*Consignes:*
1. Pouvez-vous recopier le passage de l’extrait sur le Samu social de Paris qui commence à « Exclues par un » et se termine à « ou sa liberté. » ?
2. Pouvez-vous relever, parmi les lignes fournies, chacune de celles qui contiennent le mot « glass » ?

*Extrait du document:*

· · · ·

Exclues par un acteur majeur de la lutte contre l’exclusion : c’est ce à quoi sont confrontées des salariées du Samu social de Paris. Plusieurs employées portant le voile y sont poussées vers la sortie. Raison invoquée : la laïcité.

ertaines d’entre nous, et c’est mon cas, sont venues travailler au Samu social de Paris parce qu’on pouvait y porter le voile. » Lors de sa recherche d’emploi, il y a quelques années, Samia* avait le choix entre cet acteur incontournable de la lutte contre l’exclusion et une entreprise lui offrant une meilleure rémunération. À condition qu’elle retire son voile. Alors la jeune femme a opté pour le Samu social, « pour être libre ». C’était sans compter un changement de cap à venir, que tout le monde ignorait alors. À partir du 1er janvier, Samia devra choisir : ce sera son poste au service intégré d’accueil et d’orientation (SIAO) ou sa liberté.

· · · ·

*Données fournies:*
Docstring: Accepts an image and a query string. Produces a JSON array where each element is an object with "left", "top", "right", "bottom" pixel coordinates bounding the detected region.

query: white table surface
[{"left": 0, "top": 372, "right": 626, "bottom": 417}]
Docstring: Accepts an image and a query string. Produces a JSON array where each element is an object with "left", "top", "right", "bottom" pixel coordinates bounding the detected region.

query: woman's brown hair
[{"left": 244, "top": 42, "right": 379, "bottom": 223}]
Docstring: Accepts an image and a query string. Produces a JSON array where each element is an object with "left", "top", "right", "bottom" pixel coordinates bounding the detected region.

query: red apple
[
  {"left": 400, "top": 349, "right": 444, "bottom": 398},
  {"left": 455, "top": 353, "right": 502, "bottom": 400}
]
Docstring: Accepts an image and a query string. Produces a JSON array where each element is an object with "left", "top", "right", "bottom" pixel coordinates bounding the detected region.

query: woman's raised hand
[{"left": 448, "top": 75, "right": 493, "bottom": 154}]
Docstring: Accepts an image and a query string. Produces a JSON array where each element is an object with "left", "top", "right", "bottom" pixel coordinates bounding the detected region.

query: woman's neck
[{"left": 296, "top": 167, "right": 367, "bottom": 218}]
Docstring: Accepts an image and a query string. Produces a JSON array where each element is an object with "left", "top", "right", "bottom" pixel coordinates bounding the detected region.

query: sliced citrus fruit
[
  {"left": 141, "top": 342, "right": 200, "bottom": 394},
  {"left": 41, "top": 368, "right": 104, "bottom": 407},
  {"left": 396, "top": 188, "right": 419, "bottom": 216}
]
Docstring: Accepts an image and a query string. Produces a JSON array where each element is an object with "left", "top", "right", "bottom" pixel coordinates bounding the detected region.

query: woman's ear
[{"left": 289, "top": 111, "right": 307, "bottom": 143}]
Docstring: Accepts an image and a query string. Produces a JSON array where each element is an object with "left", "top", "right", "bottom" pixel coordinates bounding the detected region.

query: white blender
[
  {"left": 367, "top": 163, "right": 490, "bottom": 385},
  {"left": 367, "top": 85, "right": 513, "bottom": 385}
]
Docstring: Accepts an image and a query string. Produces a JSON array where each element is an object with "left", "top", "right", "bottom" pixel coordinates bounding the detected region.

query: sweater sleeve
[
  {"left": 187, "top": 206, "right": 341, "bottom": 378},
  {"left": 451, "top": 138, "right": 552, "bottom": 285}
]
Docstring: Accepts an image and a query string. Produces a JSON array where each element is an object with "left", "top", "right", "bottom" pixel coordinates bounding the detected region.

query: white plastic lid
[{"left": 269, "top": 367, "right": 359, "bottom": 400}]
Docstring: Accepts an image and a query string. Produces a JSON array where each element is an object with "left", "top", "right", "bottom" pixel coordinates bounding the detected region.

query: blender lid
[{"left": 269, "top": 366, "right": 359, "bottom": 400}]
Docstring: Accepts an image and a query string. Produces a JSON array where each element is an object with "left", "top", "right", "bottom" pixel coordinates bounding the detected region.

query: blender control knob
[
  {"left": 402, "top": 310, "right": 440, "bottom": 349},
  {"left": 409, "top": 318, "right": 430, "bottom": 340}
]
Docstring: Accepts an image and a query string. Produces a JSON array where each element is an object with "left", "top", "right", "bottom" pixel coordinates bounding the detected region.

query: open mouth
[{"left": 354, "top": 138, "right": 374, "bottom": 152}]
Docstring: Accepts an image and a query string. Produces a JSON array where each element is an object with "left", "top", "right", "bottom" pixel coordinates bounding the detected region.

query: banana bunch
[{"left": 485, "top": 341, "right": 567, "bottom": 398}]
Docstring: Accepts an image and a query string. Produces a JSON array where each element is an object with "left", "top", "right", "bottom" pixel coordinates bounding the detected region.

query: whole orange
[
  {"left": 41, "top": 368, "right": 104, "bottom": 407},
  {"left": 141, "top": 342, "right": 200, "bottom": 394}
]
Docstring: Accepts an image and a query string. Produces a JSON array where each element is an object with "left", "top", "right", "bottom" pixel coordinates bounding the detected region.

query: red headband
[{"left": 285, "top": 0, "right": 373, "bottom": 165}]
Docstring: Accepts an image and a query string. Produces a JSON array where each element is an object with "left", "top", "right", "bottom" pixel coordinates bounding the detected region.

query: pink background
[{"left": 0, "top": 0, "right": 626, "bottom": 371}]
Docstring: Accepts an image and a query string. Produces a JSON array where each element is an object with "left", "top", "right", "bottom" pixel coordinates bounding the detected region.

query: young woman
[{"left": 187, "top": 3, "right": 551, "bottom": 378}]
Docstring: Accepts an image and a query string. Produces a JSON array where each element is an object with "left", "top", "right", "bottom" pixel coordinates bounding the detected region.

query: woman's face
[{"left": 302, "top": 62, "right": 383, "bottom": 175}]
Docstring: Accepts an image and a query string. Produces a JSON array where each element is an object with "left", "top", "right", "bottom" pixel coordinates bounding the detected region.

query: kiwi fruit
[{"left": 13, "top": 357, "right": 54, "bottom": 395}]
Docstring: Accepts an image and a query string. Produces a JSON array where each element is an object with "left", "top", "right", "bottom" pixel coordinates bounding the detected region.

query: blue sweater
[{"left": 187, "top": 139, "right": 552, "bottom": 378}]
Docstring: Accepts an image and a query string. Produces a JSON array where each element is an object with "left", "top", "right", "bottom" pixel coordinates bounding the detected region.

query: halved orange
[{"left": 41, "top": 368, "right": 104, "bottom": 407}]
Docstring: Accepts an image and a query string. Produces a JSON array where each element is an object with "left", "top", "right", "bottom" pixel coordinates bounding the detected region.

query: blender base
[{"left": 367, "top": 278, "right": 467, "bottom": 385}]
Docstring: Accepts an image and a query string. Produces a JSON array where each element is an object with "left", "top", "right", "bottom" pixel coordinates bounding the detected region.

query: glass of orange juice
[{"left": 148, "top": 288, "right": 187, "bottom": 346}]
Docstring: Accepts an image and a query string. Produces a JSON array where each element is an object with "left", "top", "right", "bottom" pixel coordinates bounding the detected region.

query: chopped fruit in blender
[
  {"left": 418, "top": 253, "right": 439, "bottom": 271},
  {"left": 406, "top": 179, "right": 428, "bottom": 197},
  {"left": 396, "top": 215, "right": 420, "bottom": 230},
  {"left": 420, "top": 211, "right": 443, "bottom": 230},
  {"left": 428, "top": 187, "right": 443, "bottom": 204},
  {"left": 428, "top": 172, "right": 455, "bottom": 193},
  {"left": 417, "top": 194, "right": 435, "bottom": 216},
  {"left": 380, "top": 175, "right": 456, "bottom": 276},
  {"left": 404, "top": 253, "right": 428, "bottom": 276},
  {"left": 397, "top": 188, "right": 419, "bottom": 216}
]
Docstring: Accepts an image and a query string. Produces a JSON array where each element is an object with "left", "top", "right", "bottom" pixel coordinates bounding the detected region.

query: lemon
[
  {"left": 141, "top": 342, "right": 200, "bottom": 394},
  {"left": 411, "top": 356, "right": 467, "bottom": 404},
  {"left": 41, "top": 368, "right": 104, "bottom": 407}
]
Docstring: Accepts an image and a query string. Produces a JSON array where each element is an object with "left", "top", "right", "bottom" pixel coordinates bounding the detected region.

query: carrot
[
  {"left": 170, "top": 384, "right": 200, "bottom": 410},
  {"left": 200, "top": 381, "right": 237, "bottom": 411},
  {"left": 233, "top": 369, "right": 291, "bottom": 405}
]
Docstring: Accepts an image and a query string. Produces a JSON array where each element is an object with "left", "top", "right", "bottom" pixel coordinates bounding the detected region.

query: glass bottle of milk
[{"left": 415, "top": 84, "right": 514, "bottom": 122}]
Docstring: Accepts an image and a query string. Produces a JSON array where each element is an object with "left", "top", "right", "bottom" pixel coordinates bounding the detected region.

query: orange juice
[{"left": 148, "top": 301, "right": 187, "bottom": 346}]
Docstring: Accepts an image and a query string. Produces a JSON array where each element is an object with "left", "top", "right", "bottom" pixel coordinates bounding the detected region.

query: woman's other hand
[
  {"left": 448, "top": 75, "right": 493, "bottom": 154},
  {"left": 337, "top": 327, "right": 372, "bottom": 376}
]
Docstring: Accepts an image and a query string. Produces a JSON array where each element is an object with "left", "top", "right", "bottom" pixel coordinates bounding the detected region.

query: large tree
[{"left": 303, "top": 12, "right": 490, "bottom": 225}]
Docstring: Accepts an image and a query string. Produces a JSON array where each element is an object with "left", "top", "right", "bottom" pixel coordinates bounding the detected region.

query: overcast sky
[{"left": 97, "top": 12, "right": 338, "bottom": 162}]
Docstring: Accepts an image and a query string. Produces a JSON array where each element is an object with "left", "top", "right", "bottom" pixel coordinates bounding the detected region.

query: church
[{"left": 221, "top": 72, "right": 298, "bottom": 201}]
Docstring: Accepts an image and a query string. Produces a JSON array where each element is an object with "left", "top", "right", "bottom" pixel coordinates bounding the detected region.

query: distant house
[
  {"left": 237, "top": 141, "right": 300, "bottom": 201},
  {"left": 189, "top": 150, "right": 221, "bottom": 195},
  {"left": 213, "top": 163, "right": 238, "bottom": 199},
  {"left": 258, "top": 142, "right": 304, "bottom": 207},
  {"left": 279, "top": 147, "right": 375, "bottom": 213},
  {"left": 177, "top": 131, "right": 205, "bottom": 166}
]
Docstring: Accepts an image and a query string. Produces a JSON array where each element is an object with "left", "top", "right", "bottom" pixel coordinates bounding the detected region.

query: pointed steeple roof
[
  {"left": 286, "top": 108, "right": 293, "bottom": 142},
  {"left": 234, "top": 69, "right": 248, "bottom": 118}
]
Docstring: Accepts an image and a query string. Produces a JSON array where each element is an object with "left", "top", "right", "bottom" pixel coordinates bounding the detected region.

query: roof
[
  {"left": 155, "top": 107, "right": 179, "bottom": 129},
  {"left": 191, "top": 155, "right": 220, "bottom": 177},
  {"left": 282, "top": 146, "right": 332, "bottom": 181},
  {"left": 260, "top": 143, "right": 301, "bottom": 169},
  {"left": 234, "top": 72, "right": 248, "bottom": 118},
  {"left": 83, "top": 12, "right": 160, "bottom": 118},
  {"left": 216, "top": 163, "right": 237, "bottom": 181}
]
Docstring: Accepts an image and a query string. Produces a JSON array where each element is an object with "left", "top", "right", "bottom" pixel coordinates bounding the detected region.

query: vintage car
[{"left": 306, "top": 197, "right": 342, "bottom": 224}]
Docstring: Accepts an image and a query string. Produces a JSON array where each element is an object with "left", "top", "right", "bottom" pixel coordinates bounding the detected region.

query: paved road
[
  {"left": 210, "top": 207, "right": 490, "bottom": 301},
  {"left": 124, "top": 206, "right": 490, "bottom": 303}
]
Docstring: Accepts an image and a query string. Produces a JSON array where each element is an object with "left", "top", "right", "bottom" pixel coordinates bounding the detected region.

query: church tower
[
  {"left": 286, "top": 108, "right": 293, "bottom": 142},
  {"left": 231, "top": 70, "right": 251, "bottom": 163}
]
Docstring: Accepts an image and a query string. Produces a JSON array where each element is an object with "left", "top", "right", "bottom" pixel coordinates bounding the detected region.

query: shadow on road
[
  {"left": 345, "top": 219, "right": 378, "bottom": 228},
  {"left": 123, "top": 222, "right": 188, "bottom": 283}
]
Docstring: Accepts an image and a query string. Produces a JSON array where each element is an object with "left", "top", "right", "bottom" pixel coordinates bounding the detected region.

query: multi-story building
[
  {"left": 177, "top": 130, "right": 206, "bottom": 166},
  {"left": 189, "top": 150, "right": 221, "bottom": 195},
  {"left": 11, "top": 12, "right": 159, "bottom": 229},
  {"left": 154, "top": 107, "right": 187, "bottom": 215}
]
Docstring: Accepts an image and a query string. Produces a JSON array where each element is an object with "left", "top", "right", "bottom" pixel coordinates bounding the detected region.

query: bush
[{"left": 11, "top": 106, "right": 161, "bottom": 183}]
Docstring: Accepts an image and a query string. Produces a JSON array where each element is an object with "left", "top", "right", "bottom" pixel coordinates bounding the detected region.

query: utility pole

· · · ·

*Résultats obtenus:*
1.
Exclues par un acteur majeur de la lutte contre l’exclusion : c’est ce à quoi sont confrontées des salariées du Samu social de Paris. Plusieurs employées portant le voile y sont poussées vers la sortie. Raison invoquée : la laïcité.

ertaines d’entre nous, et c’est mon cas, sont venues travailler au Samu social de Paris parce qu’on pouvait y porter le voile. » Lors de sa recherche d’emploi, il y a quelques années, Samia* avait le choix entre cet acteur incontournable de la lutte contre l’exclusion et une entreprise lui offrant une meilleure rémunération. À condition qu’elle retire son voile. Alors la jeune femme a opté pour le Samu social, « pour être libre ». C’était sans compter un changement de cap à venir, que tout le monde ignorait alors. À partir du 1er janvier, Samia devra choisir : ce sera son poste au service intégré d’accueil et d’orientation (SIAO) ou sa liberté.

2.
query: glass of orange juice
query: glass bottle of milk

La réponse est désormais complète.